• [Exercise]: Rewrite the entries below with every occurrence of "draw the outline" changed to "trace the boundary" and nothing else altered, leaving out the pictures.

··· Given data

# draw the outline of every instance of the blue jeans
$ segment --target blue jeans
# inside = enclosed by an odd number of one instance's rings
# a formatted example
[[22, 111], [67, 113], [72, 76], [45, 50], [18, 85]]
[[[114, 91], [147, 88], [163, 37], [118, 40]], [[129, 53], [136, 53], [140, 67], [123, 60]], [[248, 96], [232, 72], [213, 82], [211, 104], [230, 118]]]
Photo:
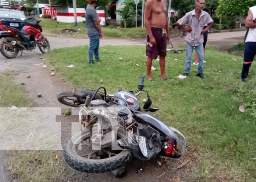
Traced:
[[195, 48], [196, 51], [198, 55], [199, 61], [198, 68], [198, 73], [203, 73], [203, 44], [197, 46], [192, 45], [187, 42], [186, 51], [186, 60], [185, 61], [185, 73], [189, 73], [191, 69], [191, 58], [193, 54], [194, 48]]
[[99, 47], [100, 46], [100, 35], [88, 35], [90, 38], [90, 46], [89, 47], [89, 63], [93, 62], [93, 53], [97, 61], [100, 61], [100, 55], [99, 54]]

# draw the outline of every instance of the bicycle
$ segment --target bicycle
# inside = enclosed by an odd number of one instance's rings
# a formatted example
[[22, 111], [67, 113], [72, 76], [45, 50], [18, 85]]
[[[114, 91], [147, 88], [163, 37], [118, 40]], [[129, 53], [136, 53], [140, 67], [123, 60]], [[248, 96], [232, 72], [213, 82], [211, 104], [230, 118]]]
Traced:
[[183, 52], [183, 51], [186, 51], [186, 49], [175, 49], [173, 47], [173, 45], [174, 45], [173, 42], [171, 43], [171, 49], [166, 49], [167, 51], [167, 52], [171, 51], [173, 52], [173, 53], [177, 53], [177, 54], [179, 54], [180, 52], [181, 52], [181, 53], [182, 53], [182, 52]]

······

• [Written response]:
# trace the boundary of every instance of the blue jeans
$ segment --target blue jeans
# inside = enclosed by an odd number of one instance's rings
# a formatted example
[[22, 111], [67, 113], [72, 76], [45, 50], [18, 85]]
[[[114, 91], [147, 88], [163, 37], [118, 40]], [[129, 53], [136, 53], [140, 67], [123, 60]], [[248, 96], [232, 72], [213, 82], [211, 104], [230, 118]]]
Photo:
Traced:
[[195, 48], [196, 51], [198, 55], [199, 61], [198, 68], [198, 73], [203, 73], [203, 44], [197, 46], [192, 45], [187, 42], [186, 51], [186, 60], [185, 61], [185, 73], [189, 73], [191, 69], [191, 58], [193, 54], [194, 48]]
[[99, 47], [100, 46], [100, 35], [88, 35], [90, 38], [90, 46], [89, 47], [89, 63], [93, 62], [93, 53], [97, 61], [100, 61], [100, 55], [99, 54]]

# trace the boundary of every instance of the bicycle
$ segment --target bicycle
# inside = enclosed by an odd number of one instance's rings
# a formatted example
[[22, 111], [67, 113], [72, 76], [45, 50], [18, 85]]
[[[114, 91], [147, 88], [163, 37], [118, 40]], [[129, 53], [136, 53], [140, 67], [123, 60]], [[248, 96], [232, 72], [213, 82], [211, 104], [230, 118]]]
Traced:
[[183, 52], [183, 51], [186, 51], [186, 49], [175, 49], [173, 47], [173, 45], [174, 45], [173, 42], [171, 43], [171, 49], [166, 49], [167, 51], [167, 52], [171, 51], [173, 52], [173, 53], [177, 53], [177, 54], [179, 54], [180, 52], [181, 52], [181, 53], [182, 53], [182, 52]]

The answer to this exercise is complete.